The 18z NAM backed off pushing the bar for one inch snows back towards ACK.

Of note, models have struggled to the southwest with the most notable adjustment being a substantial increase in QPF up to the NW edge in the last day or two. It appears that what's happening is the models are trying to decide whether or not the precip shield will bend more ENE/NE after about the level of offshore NJ or will it continue more NE/NNE and graze coastal areas? Part of the problem is the energy ejecting out of Mexico which should slowly come into better focus tonight.

I haven't paid a ton of mind to this other than the general trend. Taking a very, very basic look to me tonight it almost appeared that the 18z GFS may have overdone how fast that sw system was ejecting in Mexico vs it's earlier run (which was drier).

So...we wait. The movement on both the 18z GFS and 12z Euro was significant vs the previous runs which is either a red flag for future potentially impactful changes...or as a "we toss" moment. We'll see in a few hours. Fear Leon.

Taunton NWS has weighed in as well "
TUESDAY NIGHT...

- Parts of the exercise
[1] Answer these questions using the forecast discussion above.
(a) Which model run backed off pushing the bar for one-inch snows toward ACK?
(b) What energy is named as part of the problem?
(c) Which two model runs showed significant movement compared with their previous runs?
[2] From the forecast discussion above, set down verbatim everything from "So...we wait. The" down to "hours. Fear Leon.".

Image box annotation records
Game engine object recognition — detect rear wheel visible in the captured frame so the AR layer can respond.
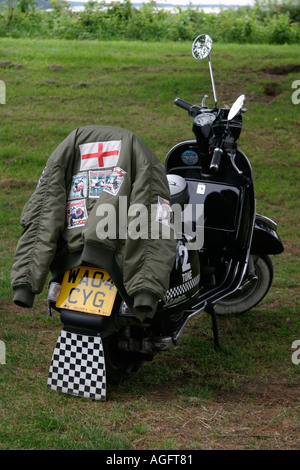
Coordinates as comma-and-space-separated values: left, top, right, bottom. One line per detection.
215, 255, 273, 315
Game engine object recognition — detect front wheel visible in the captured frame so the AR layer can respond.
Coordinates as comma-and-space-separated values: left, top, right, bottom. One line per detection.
102, 333, 143, 385
215, 255, 273, 315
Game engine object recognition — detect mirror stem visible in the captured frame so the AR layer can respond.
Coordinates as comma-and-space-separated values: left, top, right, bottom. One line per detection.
208, 56, 217, 108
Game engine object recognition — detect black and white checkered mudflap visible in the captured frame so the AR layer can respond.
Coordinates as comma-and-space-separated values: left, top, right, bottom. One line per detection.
47, 330, 106, 401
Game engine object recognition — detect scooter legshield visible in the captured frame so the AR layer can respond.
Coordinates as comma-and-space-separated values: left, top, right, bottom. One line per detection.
47, 330, 106, 401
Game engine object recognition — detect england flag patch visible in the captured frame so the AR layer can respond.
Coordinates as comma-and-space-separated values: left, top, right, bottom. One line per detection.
79, 140, 122, 171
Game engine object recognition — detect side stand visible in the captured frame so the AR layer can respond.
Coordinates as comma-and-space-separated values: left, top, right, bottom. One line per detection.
205, 304, 220, 349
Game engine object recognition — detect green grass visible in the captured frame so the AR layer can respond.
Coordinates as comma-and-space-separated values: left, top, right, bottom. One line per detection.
0, 39, 300, 450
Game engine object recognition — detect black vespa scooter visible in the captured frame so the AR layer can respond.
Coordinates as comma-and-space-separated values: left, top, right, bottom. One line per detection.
48, 34, 283, 400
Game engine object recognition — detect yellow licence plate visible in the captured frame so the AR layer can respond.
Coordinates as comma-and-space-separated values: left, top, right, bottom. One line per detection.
56, 266, 117, 316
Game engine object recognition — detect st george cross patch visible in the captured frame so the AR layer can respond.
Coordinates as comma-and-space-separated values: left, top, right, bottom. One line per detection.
79, 140, 122, 171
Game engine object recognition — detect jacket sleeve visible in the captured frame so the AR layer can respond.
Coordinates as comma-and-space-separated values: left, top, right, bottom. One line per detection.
123, 140, 176, 316
11, 134, 73, 308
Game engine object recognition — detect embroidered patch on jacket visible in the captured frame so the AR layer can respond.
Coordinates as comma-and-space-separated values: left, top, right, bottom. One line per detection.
36, 166, 46, 189
79, 140, 122, 171
103, 167, 126, 196
68, 173, 87, 200
155, 196, 174, 227
89, 170, 112, 197
67, 199, 87, 228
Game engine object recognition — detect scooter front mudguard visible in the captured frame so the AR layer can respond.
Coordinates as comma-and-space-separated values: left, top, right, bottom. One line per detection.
251, 214, 284, 255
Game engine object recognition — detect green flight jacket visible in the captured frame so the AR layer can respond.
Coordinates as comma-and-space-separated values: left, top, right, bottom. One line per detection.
11, 126, 176, 316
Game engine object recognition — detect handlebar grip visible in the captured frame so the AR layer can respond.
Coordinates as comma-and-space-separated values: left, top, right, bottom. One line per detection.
210, 148, 223, 173
174, 98, 193, 111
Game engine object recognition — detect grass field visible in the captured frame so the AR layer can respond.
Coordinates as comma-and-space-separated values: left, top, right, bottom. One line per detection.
0, 39, 300, 450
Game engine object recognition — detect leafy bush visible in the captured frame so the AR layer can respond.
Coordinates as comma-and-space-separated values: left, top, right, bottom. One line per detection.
0, 0, 300, 44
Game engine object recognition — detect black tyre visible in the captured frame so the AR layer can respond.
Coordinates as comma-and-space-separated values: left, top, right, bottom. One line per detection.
215, 255, 273, 315
102, 334, 143, 385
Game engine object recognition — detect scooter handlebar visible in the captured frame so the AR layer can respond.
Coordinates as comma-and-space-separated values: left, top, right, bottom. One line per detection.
210, 148, 223, 173
174, 98, 202, 117
174, 98, 193, 111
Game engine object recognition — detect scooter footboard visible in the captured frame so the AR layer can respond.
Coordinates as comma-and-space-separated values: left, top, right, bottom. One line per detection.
47, 330, 106, 401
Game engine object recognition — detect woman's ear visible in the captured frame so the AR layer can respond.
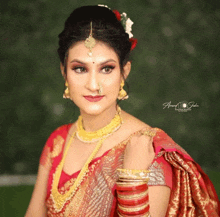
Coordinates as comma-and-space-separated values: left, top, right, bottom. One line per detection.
123, 61, 131, 80
60, 63, 66, 80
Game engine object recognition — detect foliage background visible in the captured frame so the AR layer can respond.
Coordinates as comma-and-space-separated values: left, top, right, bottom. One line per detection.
0, 0, 220, 174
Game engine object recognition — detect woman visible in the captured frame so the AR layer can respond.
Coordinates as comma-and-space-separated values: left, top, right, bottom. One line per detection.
26, 6, 219, 217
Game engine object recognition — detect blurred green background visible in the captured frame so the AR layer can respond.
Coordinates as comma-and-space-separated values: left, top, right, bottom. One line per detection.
0, 0, 220, 214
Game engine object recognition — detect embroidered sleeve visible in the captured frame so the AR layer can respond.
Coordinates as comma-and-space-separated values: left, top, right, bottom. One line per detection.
148, 155, 172, 189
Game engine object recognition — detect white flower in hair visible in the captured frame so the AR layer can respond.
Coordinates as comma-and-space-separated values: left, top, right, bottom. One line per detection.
122, 13, 134, 38
125, 18, 134, 38
98, 4, 111, 10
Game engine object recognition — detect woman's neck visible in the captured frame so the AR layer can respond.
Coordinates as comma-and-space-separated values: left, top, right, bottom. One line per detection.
80, 106, 116, 132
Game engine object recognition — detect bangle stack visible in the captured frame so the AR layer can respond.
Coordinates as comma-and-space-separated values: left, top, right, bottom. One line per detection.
116, 169, 150, 217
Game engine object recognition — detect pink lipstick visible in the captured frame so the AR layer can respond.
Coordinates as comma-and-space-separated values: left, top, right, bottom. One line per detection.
84, 96, 104, 102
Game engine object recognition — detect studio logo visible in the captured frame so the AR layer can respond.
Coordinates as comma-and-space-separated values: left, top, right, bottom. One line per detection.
163, 101, 199, 112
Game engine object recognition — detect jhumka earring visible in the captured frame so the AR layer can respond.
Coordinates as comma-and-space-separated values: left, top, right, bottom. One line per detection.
63, 81, 70, 99
118, 80, 128, 100
85, 22, 96, 57
98, 82, 103, 95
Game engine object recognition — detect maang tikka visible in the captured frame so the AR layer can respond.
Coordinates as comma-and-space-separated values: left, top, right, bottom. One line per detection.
85, 21, 96, 57
118, 80, 128, 100
63, 81, 70, 99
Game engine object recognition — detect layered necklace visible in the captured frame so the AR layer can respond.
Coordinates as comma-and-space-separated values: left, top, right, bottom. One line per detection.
51, 106, 122, 212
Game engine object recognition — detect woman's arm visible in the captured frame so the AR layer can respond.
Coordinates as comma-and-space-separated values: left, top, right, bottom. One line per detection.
25, 164, 50, 217
121, 135, 171, 217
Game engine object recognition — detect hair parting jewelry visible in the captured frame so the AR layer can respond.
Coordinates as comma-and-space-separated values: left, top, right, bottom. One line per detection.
63, 81, 70, 99
98, 82, 103, 95
85, 21, 96, 57
118, 80, 129, 100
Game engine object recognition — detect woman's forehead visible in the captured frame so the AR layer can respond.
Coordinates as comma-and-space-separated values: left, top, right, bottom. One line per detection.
68, 41, 119, 63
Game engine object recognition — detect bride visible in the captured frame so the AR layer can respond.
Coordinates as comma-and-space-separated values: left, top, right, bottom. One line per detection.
25, 6, 219, 217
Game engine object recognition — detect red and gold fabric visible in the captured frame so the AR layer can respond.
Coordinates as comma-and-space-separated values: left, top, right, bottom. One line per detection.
40, 124, 220, 217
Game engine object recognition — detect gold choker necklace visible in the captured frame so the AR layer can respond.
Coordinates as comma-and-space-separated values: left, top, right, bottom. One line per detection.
76, 106, 122, 143
51, 106, 122, 212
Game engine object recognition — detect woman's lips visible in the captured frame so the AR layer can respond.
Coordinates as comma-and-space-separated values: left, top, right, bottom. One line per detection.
84, 96, 104, 102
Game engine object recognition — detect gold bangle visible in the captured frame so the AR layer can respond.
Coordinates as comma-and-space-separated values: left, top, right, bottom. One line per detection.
117, 169, 150, 180
117, 168, 150, 174
118, 190, 148, 200
118, 177, 149, 183
117, 211, 150, 217
116, 181, 147, 187
118, 203, 149, 212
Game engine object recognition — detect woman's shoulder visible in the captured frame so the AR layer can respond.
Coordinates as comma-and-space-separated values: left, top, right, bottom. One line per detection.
122, 112, 188, 156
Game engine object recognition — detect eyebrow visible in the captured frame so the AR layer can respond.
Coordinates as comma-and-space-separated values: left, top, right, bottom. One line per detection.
70, 59, 116, 65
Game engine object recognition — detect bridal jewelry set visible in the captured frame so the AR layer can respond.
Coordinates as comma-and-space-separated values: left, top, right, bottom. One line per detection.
51, 5, 149, 217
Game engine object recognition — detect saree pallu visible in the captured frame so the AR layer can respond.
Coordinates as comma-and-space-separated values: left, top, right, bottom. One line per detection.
40, 125, 219, 217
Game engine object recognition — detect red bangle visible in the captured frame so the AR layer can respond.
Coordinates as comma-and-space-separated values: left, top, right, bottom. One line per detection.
118, 195, 149, 205
118, 205, 150, 216
116, 184, 148, 191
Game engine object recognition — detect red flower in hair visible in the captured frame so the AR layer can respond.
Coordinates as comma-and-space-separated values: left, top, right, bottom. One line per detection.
112, 10, 121, 21
129, 38, 137, 51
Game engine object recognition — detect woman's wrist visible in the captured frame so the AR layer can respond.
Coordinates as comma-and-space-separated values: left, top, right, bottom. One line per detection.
116, 169, 149, 217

- Full answers
[1]
(a) The 18z NAM.
(b) The energy ejecting out of Mexico.
(c) The 18z GFS and the 12z Euro.

[2]
So...we wait. The movement on both the 18z GFS and 12z Euro was significant vs the previous runs which is either a red flag for future potentially impactful changes...or as a "we toss" moment. We'll see in a few hours. Fear Leon.